> _EXCERPTED PASSAGE_
========================================================================

Today, following years of advocacy by environmental groups and allies, Gov. Charlie Baker signed a bill that will take several important steps toward a healthier future powered by renewable energy:
- Energy efficiency standards for appliances and plumbing fixtures. By cutting the amount of energy we waste, these standards will reduce global warming pollution by an estimated 113,000 metric tons per year by 2025, equivalent to taking 24,000 cars off the road.
- A requirement for at least 40% of Massachusetts’ electricity to come from clean, renewable sources by 2030. This increase to the renewable portfolio standard (RPS) represents a significant bump-up in Massachusetts’ renewable electricity commitments, equivalent to installing another 200,000 solar roofs over the next ten years.
- An increase in Massachusetts’ offshore wind commitments, requiring utilities to buy an additional 2,400 megawatts of offshore wind energy.

========================================================================

> _ENTRIES_
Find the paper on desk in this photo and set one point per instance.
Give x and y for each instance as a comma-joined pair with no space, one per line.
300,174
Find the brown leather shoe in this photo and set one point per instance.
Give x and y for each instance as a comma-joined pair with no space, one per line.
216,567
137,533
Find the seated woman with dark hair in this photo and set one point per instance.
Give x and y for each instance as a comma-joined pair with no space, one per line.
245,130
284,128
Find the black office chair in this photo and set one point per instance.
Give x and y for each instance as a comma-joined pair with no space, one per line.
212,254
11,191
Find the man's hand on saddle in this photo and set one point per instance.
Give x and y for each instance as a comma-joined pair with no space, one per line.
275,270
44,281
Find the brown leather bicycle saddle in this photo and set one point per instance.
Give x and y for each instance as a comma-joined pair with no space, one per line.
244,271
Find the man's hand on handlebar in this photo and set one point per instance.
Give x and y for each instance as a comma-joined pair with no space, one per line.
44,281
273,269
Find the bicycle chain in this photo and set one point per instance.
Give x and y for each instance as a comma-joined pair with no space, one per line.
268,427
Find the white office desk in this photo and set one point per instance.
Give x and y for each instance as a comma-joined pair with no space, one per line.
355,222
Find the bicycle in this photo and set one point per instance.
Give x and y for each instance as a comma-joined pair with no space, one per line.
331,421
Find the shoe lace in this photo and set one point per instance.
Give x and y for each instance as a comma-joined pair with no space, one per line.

========================================================================

> _GIVEN PROBLEM_
For each statement below, answer yes or no according to the passage about the Massachusetts energy bill, and quote the words from the passage that decide it.
(a) The bill requires at least 40% of Massachusetts' electricity to come from clean, renewable sources by 2030.
(b) The efficiency standards are estimated to cut global warming pollution by 113,000 metric tons per year by 2030.
(c) Utilities must buy an additional 2,400 megawatts of offshore wind energy.
Rely only on the passage about the Massachusetts energy bill, not on the records.

> _PROBLEM SOLUTION_
(a) Yes: "A requirement for at least 40% of Massachusetts’ electricity to come from clean, renewable sources by 2030."
(b) No: "an estimated 113,000 metric tons per year by 2025"
(c) Yes: "requiring utilities to buy an additional 2,400 megawatts of offshore wind energy"